* Your objective *
Read through the listing below and copy each line in which the word "tally" occurs.

* Listed records *
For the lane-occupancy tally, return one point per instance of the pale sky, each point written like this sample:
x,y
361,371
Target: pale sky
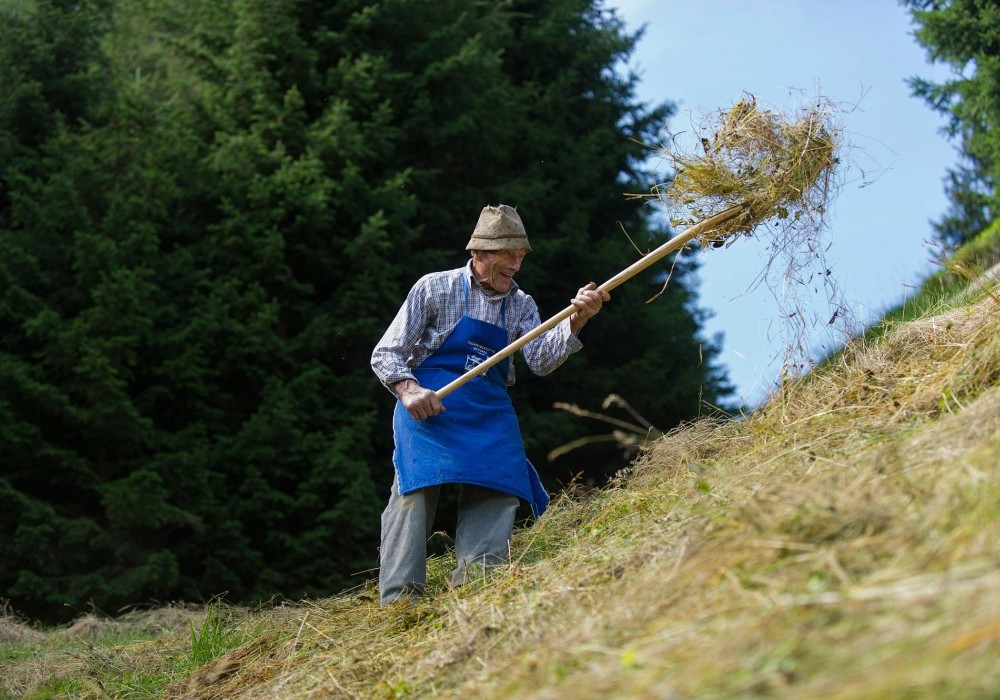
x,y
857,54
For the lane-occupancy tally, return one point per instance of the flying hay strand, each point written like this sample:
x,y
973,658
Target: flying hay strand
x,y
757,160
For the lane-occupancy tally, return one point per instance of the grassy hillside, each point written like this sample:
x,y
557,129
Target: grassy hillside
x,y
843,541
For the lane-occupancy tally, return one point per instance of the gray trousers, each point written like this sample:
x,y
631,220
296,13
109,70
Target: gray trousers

* Task result *
For the lane-occupancy tally, return one point per instance of the pale sky, each point written like this sample:
For the lane-occupancy tally, return one point per instance of the flying hay strand, each point written like this sample:
For the lane-occupancy tally, return one point per instance of the grassy hillside, each point written like this sample:
For the lane-occupancy tally, return one point per instance of the gray trousers, each point written like this sample:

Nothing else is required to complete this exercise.